SELECTED EXTRACT:
Three weeks after the race and I finally got back out on the water today. I didn’t have my boat until last weekend but I’d decided to rest my wrist until today. Put in at Redwood City marina; a beautiful day. Supposed to be pretty hot; Indian summer and it’s almost Oct. I launched about 10 AM. No wind; the water was like glass.
This is out in the bay. I’d planned on 4-5 miles. I had to force myself to turn around; as it was I did about 6 miles. It felt so great to be back in my boat. Now I’m thinking I’ll do some reconnaissance next Sat. at Lake Sonoma. They have some boat-in campsites I’m really itching to do. Maybe I’ll go up really early Sat., check things out, do some paddling and return home in the evening.
I ended up doing quite a good write up of my race with the Spot Messenger Adventures. The link is to the right in the sidebar. I hadn’t really decided to use a Spot until the last minute. It was a good investment for my Team Captain, Kate, as she could see my exact location and progress along the river. It was quite funny a 5 hour paddle for me to a checkpoint took her 15-20 minutes to drive. So she had enough time to find food and water for herself and check up on her new iPad where I was.
Here’s my account of the race I posted on Spot Adventures. There’s interesting maps and some pictures there too.
“The Colorado 100 is an ultra-marathon canoe and kayak race held Labor Day Weekend in Texas. It begins in Bastrop and 100 miles later ends in Columbus. There is a time limit of 32 hours; people do not stop and sleep, but paddle through the night. In addition, there are deadlines for each of the checkpoints throughout the race course.
I trained 13 weeks specifically for the CR100. Training consisted of many miles logged in the Oakland Estuary and SF Bay. In the last month most of my miles were in the Stanislaus and San Juaquin Rivers. My longest training day prior to the race was 45 miles (done twice). I am paddling a Current Designs Solstice GTS. This race is open to many types of boats; both solo and tandem canoes and kayaks.
Kate and I flew to TX on Thurs. before the race. It rained on Fri. and weather predictions for race day were great; it would be in the low 90’s! Friday afternoon I checked in, completed boat preparation with my Team Captain, and attended the mandatory evening meeting. Race start was 7 AM the next day.
There were 2 divisions, an adventure (that’s me) and competition class, and both had a tandem and solo division. The solo adventure class started first and 100 boats started getting into the river about 6:40 AM. A bit of a challenge as you were required to either be standing by your boat or holding onto a piece of the shore if you were in your boat. There just wasn’t much real estate for 100 boats!

WHAT THE EXERCISE ASKS: From the kayaking blog post, put this sentence into Spanish: "I trained 13 weeks specifically for the CR100."

DATA SECTION:
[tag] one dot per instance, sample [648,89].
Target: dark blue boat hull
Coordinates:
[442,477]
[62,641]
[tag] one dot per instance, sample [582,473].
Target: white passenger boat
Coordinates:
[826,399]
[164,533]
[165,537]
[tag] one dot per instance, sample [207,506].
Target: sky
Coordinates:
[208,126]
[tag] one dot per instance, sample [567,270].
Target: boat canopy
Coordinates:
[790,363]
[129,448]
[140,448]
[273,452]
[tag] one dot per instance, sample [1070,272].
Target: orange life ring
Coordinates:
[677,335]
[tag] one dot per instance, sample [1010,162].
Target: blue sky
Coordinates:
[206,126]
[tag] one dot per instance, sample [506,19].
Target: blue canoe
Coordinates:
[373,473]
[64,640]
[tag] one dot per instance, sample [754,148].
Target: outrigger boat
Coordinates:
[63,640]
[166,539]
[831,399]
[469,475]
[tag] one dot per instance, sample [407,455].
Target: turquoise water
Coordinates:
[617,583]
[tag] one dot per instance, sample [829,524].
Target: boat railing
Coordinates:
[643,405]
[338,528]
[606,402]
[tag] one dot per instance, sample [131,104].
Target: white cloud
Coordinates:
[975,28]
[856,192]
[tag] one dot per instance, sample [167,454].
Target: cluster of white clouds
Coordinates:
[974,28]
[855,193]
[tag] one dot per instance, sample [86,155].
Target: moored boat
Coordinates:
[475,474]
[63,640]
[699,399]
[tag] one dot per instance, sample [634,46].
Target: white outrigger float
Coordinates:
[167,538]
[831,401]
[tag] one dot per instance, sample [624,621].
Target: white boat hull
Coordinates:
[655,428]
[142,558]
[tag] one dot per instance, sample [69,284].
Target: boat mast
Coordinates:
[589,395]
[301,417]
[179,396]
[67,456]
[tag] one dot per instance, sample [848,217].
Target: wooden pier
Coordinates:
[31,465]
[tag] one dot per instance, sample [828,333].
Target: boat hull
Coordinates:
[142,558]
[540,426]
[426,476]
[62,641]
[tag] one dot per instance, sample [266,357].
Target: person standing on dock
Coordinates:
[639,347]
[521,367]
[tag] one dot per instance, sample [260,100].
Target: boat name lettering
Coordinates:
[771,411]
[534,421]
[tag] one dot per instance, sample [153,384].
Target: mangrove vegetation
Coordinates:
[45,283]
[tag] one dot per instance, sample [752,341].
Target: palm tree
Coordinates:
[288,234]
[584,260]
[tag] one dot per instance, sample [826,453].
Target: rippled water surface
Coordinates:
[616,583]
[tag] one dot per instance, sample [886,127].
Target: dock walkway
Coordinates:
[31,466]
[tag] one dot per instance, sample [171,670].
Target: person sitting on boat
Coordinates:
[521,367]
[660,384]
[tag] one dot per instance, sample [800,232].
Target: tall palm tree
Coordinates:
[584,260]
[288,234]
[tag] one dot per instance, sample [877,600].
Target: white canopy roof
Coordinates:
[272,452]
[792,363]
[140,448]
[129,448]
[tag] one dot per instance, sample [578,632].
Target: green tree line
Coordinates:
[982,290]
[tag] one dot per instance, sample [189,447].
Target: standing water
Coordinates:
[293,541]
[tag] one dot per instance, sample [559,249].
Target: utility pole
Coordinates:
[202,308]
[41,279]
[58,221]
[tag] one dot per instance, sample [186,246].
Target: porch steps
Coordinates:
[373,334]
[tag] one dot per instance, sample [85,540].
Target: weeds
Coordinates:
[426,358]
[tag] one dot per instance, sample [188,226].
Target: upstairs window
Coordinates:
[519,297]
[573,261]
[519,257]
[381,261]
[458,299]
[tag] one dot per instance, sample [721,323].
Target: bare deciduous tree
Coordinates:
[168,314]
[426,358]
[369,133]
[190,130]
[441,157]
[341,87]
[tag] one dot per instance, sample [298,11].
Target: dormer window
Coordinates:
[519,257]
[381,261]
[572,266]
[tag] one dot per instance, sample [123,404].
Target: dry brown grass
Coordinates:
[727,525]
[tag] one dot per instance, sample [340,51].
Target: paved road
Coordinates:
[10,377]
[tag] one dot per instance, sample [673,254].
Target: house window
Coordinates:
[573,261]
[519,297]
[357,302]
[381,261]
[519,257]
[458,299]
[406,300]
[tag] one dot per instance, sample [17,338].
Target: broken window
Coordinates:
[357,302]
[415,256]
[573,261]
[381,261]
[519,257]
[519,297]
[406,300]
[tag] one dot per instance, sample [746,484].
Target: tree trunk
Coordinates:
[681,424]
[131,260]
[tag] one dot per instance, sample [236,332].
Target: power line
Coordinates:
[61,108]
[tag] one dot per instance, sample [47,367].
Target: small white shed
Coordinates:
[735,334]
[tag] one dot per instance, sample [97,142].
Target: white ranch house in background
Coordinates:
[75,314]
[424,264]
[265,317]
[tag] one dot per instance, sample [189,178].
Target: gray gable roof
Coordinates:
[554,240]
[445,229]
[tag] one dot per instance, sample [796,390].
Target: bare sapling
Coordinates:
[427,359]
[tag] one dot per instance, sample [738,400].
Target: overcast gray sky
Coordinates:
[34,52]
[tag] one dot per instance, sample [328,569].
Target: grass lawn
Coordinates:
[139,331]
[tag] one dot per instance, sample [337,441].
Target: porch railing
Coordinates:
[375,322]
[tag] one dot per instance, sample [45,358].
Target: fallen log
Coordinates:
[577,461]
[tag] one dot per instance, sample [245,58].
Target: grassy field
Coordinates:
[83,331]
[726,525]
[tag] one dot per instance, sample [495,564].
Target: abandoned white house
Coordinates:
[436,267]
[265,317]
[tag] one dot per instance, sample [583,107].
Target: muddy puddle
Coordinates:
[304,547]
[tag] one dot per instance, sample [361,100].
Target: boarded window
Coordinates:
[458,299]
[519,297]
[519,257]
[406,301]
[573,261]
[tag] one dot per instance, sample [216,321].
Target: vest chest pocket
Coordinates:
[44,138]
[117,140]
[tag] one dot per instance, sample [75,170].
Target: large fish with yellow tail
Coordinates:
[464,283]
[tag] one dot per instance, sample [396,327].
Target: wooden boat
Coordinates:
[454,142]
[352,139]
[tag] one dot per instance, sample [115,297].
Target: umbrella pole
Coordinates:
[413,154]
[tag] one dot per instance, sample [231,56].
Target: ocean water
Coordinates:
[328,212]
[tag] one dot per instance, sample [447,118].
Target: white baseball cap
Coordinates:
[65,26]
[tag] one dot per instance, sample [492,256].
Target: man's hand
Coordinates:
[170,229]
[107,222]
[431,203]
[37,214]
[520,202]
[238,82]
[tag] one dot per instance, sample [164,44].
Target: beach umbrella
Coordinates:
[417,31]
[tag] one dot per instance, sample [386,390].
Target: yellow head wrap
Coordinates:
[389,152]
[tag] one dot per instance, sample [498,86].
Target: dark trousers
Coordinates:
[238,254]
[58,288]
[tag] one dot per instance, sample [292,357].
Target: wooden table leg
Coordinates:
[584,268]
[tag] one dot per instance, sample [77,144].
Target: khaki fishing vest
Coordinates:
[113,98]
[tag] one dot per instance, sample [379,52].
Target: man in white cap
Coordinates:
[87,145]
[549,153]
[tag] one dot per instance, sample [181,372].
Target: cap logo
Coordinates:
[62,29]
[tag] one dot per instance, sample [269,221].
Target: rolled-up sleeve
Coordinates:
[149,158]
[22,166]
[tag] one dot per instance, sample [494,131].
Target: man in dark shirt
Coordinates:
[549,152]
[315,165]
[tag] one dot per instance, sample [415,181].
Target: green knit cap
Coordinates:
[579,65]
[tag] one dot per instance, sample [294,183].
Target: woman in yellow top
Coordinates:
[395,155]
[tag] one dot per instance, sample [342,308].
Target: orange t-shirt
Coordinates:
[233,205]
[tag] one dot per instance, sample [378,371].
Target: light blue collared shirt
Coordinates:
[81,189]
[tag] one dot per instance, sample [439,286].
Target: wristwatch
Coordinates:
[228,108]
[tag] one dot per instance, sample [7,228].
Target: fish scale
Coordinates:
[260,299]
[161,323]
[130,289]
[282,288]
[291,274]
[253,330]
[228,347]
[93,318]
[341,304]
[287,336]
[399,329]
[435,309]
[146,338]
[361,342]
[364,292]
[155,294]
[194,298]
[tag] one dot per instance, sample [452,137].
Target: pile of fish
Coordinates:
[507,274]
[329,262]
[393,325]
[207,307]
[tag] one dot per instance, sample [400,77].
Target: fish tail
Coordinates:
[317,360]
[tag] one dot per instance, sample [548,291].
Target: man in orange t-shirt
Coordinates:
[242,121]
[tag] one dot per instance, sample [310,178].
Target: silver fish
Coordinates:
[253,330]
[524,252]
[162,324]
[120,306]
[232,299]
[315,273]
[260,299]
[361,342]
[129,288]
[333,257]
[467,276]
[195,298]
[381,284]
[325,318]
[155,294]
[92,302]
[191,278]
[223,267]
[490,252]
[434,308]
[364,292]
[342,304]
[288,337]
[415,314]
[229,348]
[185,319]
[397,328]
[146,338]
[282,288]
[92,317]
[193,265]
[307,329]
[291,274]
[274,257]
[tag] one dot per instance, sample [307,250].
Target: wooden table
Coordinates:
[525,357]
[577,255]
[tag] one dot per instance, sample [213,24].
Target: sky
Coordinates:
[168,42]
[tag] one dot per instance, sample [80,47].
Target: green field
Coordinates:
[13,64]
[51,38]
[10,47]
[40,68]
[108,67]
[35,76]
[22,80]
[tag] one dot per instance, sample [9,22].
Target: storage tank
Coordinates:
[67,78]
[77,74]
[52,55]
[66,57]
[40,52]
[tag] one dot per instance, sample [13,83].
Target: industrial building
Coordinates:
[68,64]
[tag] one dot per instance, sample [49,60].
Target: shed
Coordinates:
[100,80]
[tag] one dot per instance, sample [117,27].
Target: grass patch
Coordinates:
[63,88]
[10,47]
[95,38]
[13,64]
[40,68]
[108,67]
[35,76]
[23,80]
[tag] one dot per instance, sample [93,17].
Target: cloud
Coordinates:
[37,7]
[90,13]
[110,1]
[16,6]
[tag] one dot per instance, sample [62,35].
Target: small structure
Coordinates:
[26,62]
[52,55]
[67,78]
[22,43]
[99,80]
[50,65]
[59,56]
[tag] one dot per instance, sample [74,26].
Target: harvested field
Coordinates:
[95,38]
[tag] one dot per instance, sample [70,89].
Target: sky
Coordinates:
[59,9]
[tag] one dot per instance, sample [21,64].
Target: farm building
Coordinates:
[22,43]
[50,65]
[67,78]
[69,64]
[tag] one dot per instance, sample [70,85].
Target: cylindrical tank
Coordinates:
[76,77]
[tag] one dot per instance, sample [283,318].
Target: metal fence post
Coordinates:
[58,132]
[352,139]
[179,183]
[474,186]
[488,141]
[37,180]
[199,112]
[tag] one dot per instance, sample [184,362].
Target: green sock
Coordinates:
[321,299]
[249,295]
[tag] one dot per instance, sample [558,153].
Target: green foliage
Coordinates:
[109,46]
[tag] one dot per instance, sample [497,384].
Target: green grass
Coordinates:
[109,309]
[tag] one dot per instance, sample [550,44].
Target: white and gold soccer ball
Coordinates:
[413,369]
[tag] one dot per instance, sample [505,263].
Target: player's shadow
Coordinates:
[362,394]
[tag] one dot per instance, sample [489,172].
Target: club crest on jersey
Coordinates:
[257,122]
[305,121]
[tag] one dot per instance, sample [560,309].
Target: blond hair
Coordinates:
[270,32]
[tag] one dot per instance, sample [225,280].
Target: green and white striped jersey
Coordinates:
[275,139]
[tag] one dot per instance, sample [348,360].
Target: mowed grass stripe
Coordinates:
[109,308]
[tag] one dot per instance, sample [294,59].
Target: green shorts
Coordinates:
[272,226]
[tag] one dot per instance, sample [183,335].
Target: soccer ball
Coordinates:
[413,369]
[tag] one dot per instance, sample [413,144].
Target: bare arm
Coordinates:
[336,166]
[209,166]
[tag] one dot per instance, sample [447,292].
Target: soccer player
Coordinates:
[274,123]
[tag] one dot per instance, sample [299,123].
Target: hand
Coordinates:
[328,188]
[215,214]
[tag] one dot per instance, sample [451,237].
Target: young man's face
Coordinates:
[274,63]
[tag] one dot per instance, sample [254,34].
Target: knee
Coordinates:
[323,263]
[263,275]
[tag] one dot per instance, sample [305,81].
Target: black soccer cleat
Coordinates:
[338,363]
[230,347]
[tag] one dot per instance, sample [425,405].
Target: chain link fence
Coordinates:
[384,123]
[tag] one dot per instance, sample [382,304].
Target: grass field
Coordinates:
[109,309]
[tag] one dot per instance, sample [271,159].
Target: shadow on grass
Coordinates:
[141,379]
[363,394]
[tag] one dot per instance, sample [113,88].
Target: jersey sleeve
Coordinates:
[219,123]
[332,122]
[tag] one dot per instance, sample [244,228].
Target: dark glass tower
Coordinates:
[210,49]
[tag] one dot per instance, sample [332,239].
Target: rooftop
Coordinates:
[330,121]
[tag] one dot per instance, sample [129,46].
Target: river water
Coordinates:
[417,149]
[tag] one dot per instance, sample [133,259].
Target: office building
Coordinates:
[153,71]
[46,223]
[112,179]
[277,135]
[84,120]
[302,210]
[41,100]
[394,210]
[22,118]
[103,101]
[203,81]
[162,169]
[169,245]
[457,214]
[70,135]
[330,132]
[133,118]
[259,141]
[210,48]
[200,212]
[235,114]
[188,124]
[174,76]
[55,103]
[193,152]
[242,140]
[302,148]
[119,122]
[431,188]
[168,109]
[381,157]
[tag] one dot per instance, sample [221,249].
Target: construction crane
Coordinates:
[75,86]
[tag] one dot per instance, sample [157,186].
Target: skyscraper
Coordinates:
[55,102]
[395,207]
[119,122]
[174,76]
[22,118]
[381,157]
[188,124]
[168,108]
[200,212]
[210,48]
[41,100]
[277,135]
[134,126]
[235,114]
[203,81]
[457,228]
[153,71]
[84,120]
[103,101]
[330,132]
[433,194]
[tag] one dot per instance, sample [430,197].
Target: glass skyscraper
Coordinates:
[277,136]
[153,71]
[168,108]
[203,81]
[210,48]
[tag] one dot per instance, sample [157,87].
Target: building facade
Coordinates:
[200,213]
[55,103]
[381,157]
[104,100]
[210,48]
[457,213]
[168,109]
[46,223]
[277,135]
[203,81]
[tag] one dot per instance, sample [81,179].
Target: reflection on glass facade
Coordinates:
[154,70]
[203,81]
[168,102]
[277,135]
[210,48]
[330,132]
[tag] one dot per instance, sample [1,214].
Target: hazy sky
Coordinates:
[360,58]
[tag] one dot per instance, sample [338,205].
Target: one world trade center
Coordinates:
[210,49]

ANSWER TO THIS EXERCISE: Entrené durante 13 semanas específicamente para la CR100.